Rows from a dataset:
▽
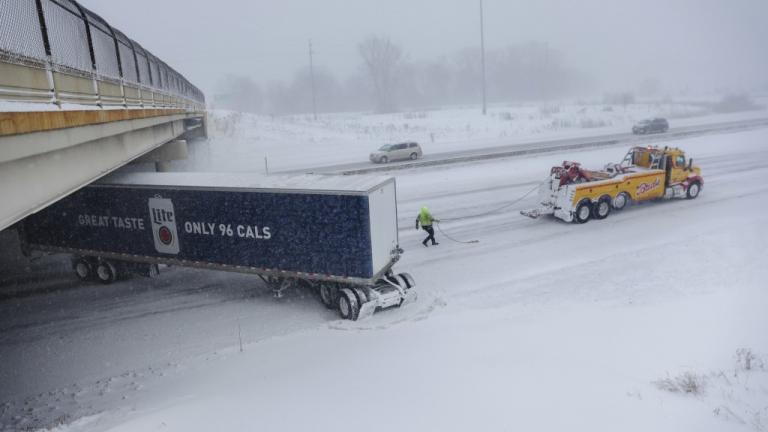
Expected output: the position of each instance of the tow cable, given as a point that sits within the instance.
(525, 195)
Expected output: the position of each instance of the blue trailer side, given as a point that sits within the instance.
(286, 234)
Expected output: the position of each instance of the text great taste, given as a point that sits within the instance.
(195, 228)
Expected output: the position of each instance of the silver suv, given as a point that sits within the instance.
(391, 152)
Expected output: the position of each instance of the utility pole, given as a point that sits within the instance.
(312, 78)
(482, 53)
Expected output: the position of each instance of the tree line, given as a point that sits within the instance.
(388, 80)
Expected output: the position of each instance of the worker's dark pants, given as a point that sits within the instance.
(431, 232)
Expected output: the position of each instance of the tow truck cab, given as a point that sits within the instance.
(677, 170)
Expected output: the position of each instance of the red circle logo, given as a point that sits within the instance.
(165, 235)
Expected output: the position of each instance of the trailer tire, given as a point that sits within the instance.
(602, 209)
(106, 272)
(328, 294)
(583, 211)
(348, 306)
(83, 269)
(362, 296)
(621, 201)
(693, 190)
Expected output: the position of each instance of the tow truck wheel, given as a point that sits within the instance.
(328, 294)
(620, 201)
(583, 211)
(106, 272)
(348, 306)
(693, 190)
(83, 269)
(602, 209)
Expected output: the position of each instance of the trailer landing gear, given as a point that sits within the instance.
(356, 302)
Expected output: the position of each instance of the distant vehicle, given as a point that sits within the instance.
(650, 126)
(401, 151)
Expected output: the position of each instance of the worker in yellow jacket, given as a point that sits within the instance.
(426, 219)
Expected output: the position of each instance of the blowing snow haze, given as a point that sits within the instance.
(535, 50)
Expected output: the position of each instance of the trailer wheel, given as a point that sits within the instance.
(106, 272)
(348, 306)
(693, 190)
(583, 211)
(602, 209)
(362, 296)
(83, 269)
(620, 201)
(328, 294)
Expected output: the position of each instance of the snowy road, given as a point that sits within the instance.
(534, 147)
(542, 325)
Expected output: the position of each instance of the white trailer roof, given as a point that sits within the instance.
(297, 182)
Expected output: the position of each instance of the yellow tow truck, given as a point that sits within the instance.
(575, 194)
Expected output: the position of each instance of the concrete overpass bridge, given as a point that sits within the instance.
(79, 99)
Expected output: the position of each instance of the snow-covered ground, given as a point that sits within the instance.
(241, 142)
(643, 321)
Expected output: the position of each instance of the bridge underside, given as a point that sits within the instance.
(41, 166)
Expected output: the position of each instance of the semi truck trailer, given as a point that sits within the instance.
(575, 194)
(336, 234)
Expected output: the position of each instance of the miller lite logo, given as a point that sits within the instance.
(164, 225)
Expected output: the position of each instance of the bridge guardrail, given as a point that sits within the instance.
(57, 51)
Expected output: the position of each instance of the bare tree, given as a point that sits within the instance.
(381, 60)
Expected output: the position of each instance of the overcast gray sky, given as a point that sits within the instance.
(702, 44)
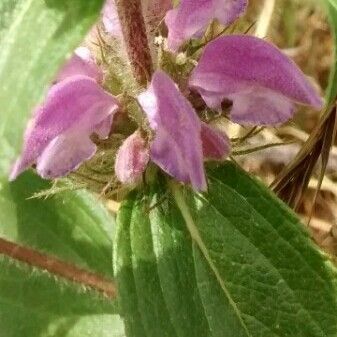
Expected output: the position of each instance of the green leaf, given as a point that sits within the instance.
(231, 262)
(73, 226)
(35, 37)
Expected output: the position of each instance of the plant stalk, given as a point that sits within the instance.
(135, 39)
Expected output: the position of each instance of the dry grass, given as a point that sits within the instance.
(302, 31)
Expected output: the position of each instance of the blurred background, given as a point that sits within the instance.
(301, 30)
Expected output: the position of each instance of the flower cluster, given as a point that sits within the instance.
(262, 84)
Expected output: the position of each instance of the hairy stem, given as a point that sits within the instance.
(57, 267)
(135, 38)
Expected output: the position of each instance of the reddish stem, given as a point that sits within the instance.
(135, 38)
(57, 267)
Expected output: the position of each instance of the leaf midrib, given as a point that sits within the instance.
(266, 258)
(192, 228)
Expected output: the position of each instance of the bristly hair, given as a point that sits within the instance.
(292, 183)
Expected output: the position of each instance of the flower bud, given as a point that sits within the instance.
(132, 159)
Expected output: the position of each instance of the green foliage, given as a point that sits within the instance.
(246, 267)
(73, 226)
(36, 37)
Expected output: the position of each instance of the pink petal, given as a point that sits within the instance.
(104, 127)
(132, 159)
(64, 154)
(77, 103)
(81, 63)
(215, 145)
(260, 106)
(249, 66)
(110, 19)
(191, 18)
(177, 147)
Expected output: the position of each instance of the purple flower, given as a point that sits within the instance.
(262, 83)
(132, 159)
(80, 63)
(177, 146)
(57, 139)
(191, 18)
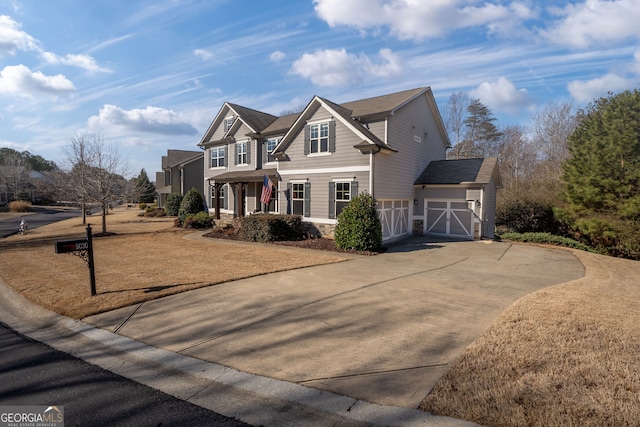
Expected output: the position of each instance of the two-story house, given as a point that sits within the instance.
(182, 170)
(322, 157)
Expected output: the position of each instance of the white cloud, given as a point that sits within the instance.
(150, 120)
(204, 54)
(416, 19)
(597, 22)
(21, 81)
(503, 96)
(82, 61)
(12, 38)
(332, 67)
(277, 56)
(588, 90)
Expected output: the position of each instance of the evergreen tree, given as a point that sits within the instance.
(482, 137)
(603, 172)
(145, 190)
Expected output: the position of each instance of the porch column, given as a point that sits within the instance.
(216, 188)
(240, 198)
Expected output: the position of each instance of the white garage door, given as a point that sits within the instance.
(394, 216)
(449, 218)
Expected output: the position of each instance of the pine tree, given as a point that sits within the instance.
(603, 172)
(482, 136)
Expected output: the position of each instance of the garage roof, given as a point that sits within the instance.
(478, 171)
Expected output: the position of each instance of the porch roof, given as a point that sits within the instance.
(255, 175)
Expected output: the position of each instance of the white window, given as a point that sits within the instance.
(217, 157)
(319, 138)
(241, 152)
(343, 196)
(228, 122)
(271, 145)
(297, 198)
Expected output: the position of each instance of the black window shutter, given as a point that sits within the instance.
(332, 136)
(307, 199)
(225, 203)
(264, 152)
(307, 139)
(332, 199)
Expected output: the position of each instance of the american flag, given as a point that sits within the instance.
(267, 185)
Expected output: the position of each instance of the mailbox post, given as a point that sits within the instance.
(84, 249)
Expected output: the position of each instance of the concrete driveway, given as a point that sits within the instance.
(381, 329)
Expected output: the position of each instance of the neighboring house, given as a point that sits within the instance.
(322, 157)
(182, 170)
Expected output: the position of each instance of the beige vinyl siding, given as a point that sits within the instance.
(344, 156)
(395, 173)
(489, 207)
(319, 195)
(378, 128)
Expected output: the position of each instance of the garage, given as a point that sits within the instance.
(449, 218)
(457, 198)
(394, 216)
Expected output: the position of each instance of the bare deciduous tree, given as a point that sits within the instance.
(95, 171)
(454, 118)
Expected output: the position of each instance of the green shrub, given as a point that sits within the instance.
(20, 206)
(198, 220)
(270, 228)
(547, 238)
(522, 216)
(154, 212)
(173, 204)
(358, 225)
(192, 203)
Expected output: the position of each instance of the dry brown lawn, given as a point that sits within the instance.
(146, 259)
(567, 355)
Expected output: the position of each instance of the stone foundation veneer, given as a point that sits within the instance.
(418, 225)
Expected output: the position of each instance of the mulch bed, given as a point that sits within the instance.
(318, 243)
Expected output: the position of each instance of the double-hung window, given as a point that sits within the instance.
(297, 198)
(319, 138)
(228, 122)
(270, 146)
(241, 153)
(343, 196)
(217, 157)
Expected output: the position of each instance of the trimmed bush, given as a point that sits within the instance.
(547, 238)
(521, 216)
(358, 225)
(198, 220)
(173, 204)
(192, 203)
(154, 212)
(271, 228)
(20, 206)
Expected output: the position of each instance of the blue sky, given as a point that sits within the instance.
(151, 75)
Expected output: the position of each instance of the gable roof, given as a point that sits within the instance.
(254, 119)
(461, 171)
(382, 105)
(175, 157)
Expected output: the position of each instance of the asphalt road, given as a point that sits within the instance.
△
▸ **Instructions for the task**
Reproduce the entries above exactly. Do not include the images.

▸ **Final answer**
Expected output: the position of each instance of the tow cable, given as a point that sits within the instance.
(525, 195)
Expected output: the position of each instance of the blue trailer side, given as a point that sits within the instance.
(286, 234)
Expected output: the position of each instance of the text great taste, given as a point that sits within the instance.
(195, 228)
Expected output: the position of each instance of the silver suv, given as a point that sits within the instance.
(391, 152)
Expected output: the position of each instance of the utility pole, given as a point that sits within the instance.
(312, 78)
(482, 53)
Expected output: the position of each instance of the tree line, given as a point that sits within the instance.
(388, 80)
Expected output: the position of each instance of the worker's dark pants, given as a point that sits within the instance.
(431, 232)
Expected output: the position of each instance of the tow truck cab, given as a point that sits within the instance.
(677, 170)
Expected output: the position of each instance of the red circle logo, given as a point that sits within the instance.
(165, 235)
Expected output: the position of each instance of the trailer tire, given as a point that sits within the instance.
(602, 209)
(106, 272)
(328, 294)
(583, 211)
(348, 306)
(83, 269)
(362, 296)
(621, 201)
(693, 190)
Expected output: the position of each instance of the tow truck wheel, given as a point that sits within the instance.
(328, 294)
(620, 201)
(583, 211)
(106, 272)
(348, 306)
(693, 190)
(83, 269)
(602, 209)
Expected output: the position of each instance of the trailer landing gear, given as a point that sits within the instance.
(356, 302)
Expected output: the position of each instance of the distant vehicle, given as a point that sits within the instance.
(650, 126)
(401, 151)
Expected output: the position of each instance of the worker in yellow jacket, given as a point that sits within the instance.
(426, 219)
Expected output: the position of each instance of the blowing snow haze, given as a point that sits within the instance.
(535, 50)
Expected output: the position of each instance of the trailer wheel, given as a point that sits within the instance.
(106, 272)
(348, 306)
(693, 190)
(583, 211)
(602, 209)
(362, 296)
(83, 269)
(620, 201)
(328, 294)
Expected output: the position of each instance of the snowy road, given as a point that sits within the instance.
(534, 147)
(542, 325)
Expected output: the position of each instance of the white trailer roof, given as a point that sits within the instance.
(297, 182)
Expected output: the position of each instance of the yellow tow truck, given as a point that sits within the instance.
(575, 194)
Expected output: the position of each instance of the concrete overpass bridge, given as a point that sits within the instance.
(79, 99)
Expected output: the position of each instance of the snow-covered ground, given as a point that sits within the instance.
(241, 142)
(643, 321)
Expected output: the position of each instance of the bridge underside, given as a point that sits within the instance.
(41, 166)
Expected output: the position of each instance of the semi truck trailer, given as a point that sits within the instance.
(575, 194)
(336, 234)
Expected output: the position of each instance of the miller lite logo, given as a point that sits within the instance.
(164, 225)
Expected output: the position of each instance of the bridge guardrail, given as a point that sits within the instance.
(57, 51)
Expected output: the position of each instance of the bare tree, given as a point that sits within the instance.
(381, 60)
Expected output: the position of each instance of the overcast gray sky, given as a point that sits within the instance.
(702, 44)
Expected output: the position of each instance of the green leaf, given as a point that sits within the instance.
(231, 262)
(73, 226)
(35, 37)
Expected output: the position of each instance of the plant stalk, given as a point that sits within the instance.
(135, 39)
Expected output: the position of each instance of the dry grass, given as a point that sits within the instance.
(302, 31)
Expected output: the position of each instance of the blurred background, given as a point that sits within the instance.
(301, 30)
Expected output: the position of each instance of the flower cluster, given as a point that sits within the instance.
(262, 84)
Expected output: the position of each instance of the hairy stem, given as a point that sits within the instance.
(57, 267)
(135, 38)
Expected output: the position of each instance of the reddish stem, given as a point that sits within the instance.
(135, 38)
(57, 267)
Expected output: the position of each instance of the leaf midrib, given as a point that sits within the instance.
(266, 258)
(192, 228)
Expected output: the position of each instance of the bristly hair, given as a point that sits within the instance.
(292, 183)
Expected output: the position of each instance of the flower bud, given as a point that sits within the instance.
(132, 159)
Expected output: the position of each instance of the green foliage, given as a point that sits within the instance.
(246, 267)
(73, 226)
(36, 37)
Expected output: the position of each instance of the pink petal, given as a point that sits within the instance.
(104, 127)
(132, 159)
(64, 154)
(77, 103)
(81, 63)
(215, 145)
(260, 106)
(249, 66)
(110, 19)
(191, 18)
(177, 147)
Expected output: the position of each instance of the purple flower, given as a point that sits within the instance.
(262, 83)
(132, 159)
(80, 63)
(177, 146)
(57, 139)
(191, 18)
Expected output: the position of each instance of the two-story house, given as a point that sits within the instance.
(182, 170)
(322, 157)
Expected output: the position of each instance of the white cloud, given as a point that sits within the instance.
(150, 120)
(204, 54)
(416, 19)
(597, 22)
(21, 81)
(503, 96)
(82, 61)
(12, 38)
(332, 67)
(277, 56)
(588, 90)
Expected output: the position of each instance of the evergreen tree, given as a point that sits within the instance.
(482, 137)
(603, 172)
(145, 190)
Expected output: the position of each instance of the porch column, given as a point that sits within the instance.
(216, 188)
(240, 198)
Expected output: the position of each instance of the white garage door, given as a point that sits within the instance.
(394, 216)
(449, 218)
Expected output: the position of each instance of the pine tree, given as a point that sits within the instance.
(603, 172)
(482, 136)
Expected output: the position of each instance of the garage roof, given as a point that sits within the instance.
(478, 171)
Expected output: the position of each instance of the porch roof, given as a point that sits within the instance.
(255, 175)
Expected output: the position of each instance of the white window, given as a point that sits within the instance.
(217, 157)
(319, 138)
(241, 152)
(343, 196)
(228, 122)
(271, 145)
(297, 198)
Expected output: the position of each instance of the black window shutter, given as a point that sits within the instance.
(332, 136)
(307, 199)
(225, 203)
(264, 152)
(307, 139)
(332, 199)
Expected output: the position of each instance of the american flag, given as a point that sits within the instance.
(267, 185)
Expected output: the position of each instance of the mailbox post, given as a point that sits within the instance.
(84, 249)
Expected output: the position of each instance of the concrete driveway, given as a point that sits within the instance.
(381, 329)
Expected output: the position of each instance of the neighboring house, given as a point that sits within the instance.
(322, 157)
(182, 170)
Expected output: the position of each instance of the beige vinyl siding, given as a point that sits within the instance.
(344, 156)
(395, 173)
(489, 207)
(319, 195)
(378, 128)
Expected output: the position of each instance of the garage, given as a point that sits within the instance.
(449, 218)
(457, 198)
(394, 216)
Expected output: the position of each instance of the bare deciduous tree, given as a point that sits within the instance.
(95, 171)
(454, 118)
Expected output: the position of each instance of the green shrub, given as a point that sits within the instance.
(20, 206)
(198, 220)
(270, 228)
(547, 238)
(522, 216)
(154, 212)
(173, 204)
(358, 225)
(192, 203)
Expected output: the position of each instance of the dry brown lawn, given as a point that sits within the instance.
(146, 259)
(567, 355)
Expected output: the position of each instance of the stone foundation veneer, given as a point that sits within the instance.
(418, 225)
Expected output: the position of each instance of the mulch bed, given as a point that sits within the instance.
(318, 243)
Expected output: the position of each instance of the double-hung window, given as a point that sits within the instance.
(297, 198)
(319, 138)
(228, 122)
(270, 146)
(241, 153)
(343, 196)
(217, 157)
Expected output: the position of each instance of the trimmed bush, given as a point that sits within the instance.
(547, 238)
(521, 216)
(358, 225)
(198, 220)
(173, 204)
(192, 203)
(154, 212)
(271, 228)
(20, 206)
Expected output: the position of each instance of the blue sky, given as a point that sits within the instance.
(151, 75)
Expected output: the position of each instance of the gable roof, given as a point that sits within the instance.
(254, 119)
(461, 171)
(382, 105)
(175, 157)
Expected output: the position of each instance of the asphalt road, given as a point that sits within the instance.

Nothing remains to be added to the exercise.